■ **TASK OBJECTIVE**
Below are some records; state how many of their lines contain the word "present", and add nothing.
(GIVEN DATA Opens)
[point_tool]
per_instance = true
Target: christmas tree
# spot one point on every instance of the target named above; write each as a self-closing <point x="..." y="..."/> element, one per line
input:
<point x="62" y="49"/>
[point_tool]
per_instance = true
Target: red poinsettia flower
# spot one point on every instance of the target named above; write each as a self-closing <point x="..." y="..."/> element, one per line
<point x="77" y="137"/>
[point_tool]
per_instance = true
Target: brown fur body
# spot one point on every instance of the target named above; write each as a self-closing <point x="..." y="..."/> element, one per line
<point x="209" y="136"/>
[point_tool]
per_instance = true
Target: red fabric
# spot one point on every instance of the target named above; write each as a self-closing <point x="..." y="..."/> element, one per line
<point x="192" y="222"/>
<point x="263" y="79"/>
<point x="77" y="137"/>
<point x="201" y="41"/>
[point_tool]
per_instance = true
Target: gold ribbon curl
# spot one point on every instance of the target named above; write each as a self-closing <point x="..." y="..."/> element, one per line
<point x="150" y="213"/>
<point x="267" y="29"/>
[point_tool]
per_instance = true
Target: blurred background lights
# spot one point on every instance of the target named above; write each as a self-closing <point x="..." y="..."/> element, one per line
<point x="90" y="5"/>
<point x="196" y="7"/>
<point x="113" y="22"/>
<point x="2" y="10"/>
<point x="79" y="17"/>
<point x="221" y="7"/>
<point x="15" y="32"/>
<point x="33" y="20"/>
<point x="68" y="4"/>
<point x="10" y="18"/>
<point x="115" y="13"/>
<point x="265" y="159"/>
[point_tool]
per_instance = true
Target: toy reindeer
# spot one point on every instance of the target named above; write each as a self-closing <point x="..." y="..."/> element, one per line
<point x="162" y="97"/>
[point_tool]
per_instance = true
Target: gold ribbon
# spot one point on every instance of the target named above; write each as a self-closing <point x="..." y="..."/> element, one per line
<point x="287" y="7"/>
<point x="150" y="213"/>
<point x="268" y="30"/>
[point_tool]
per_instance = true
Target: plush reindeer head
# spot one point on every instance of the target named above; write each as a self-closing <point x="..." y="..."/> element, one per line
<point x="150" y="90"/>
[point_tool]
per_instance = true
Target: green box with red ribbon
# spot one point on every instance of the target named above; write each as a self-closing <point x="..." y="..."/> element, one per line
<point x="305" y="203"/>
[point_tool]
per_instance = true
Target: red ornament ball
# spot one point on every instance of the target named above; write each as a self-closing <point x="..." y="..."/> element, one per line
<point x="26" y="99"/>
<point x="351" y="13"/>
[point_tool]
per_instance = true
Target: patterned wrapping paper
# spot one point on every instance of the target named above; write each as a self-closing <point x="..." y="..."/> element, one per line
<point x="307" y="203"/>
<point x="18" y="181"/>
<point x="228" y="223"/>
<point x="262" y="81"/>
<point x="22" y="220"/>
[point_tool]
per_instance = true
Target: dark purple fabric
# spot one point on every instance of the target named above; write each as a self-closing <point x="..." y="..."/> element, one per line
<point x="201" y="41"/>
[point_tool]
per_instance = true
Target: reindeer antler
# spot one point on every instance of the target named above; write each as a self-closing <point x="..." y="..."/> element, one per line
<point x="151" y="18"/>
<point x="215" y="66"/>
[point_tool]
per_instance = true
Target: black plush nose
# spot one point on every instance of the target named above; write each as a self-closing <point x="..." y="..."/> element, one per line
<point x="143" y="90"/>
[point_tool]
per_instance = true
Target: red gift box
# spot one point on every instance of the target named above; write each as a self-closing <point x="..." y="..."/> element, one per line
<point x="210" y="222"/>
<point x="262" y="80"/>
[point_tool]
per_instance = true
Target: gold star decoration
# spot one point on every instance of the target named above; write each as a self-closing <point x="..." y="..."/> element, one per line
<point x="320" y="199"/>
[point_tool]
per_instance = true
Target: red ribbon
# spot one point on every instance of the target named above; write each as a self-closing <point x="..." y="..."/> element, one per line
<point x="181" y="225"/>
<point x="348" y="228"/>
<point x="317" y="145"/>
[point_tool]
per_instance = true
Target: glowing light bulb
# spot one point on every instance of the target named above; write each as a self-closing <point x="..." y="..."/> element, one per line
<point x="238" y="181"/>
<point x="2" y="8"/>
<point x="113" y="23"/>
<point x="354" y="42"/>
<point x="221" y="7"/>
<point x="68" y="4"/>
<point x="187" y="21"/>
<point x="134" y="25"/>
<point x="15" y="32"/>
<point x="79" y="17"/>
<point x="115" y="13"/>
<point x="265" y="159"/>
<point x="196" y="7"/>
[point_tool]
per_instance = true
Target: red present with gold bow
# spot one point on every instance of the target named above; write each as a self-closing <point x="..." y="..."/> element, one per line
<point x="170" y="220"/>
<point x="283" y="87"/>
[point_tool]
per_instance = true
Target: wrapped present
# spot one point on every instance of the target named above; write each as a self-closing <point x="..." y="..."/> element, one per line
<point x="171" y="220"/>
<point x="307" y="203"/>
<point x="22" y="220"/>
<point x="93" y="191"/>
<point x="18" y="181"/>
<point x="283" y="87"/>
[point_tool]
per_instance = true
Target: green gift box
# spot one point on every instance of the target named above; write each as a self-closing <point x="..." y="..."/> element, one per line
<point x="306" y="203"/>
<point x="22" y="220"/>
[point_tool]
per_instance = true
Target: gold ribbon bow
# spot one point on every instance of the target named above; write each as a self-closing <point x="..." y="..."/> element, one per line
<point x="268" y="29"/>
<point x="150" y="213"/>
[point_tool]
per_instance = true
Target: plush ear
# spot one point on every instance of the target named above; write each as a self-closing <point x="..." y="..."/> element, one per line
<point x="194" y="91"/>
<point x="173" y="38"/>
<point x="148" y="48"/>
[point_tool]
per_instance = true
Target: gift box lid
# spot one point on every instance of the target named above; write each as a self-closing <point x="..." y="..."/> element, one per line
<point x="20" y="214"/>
(GIVEN DATA Closes)
(GIVEN DATA Opens)
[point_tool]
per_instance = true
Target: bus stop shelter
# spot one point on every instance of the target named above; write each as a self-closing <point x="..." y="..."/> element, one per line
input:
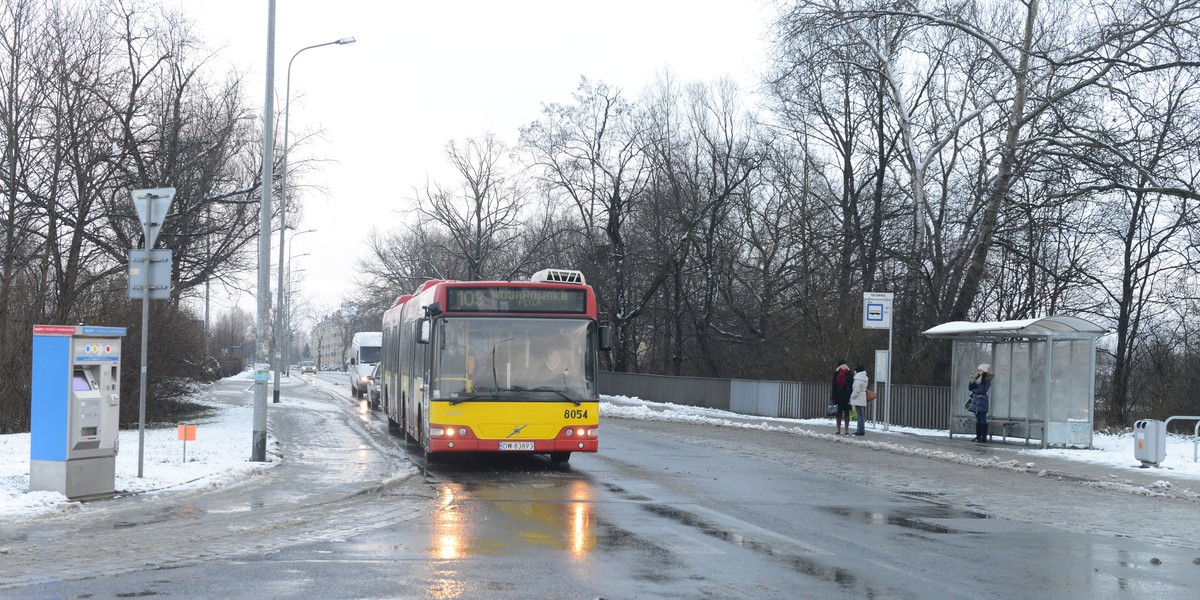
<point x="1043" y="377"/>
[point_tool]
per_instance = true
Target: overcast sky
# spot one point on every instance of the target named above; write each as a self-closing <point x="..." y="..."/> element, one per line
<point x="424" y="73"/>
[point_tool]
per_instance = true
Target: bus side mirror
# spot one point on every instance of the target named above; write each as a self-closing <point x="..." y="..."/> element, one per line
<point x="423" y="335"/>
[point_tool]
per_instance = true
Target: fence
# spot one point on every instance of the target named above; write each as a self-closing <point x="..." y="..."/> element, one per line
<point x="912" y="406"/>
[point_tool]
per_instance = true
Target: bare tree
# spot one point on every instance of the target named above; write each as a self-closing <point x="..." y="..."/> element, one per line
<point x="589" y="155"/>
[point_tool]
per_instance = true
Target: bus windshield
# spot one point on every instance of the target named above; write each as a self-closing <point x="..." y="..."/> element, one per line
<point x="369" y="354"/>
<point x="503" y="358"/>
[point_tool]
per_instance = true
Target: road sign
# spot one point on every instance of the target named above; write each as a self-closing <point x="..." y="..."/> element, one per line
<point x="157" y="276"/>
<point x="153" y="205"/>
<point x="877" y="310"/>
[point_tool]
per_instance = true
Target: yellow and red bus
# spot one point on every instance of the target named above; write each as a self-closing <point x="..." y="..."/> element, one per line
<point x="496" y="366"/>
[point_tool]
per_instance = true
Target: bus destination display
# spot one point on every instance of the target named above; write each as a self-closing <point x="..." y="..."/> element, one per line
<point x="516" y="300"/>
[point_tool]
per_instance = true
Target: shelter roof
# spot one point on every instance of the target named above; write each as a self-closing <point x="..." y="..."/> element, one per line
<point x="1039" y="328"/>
(GIVEN DATA Closes)
■ **FINAL ANSWER**
2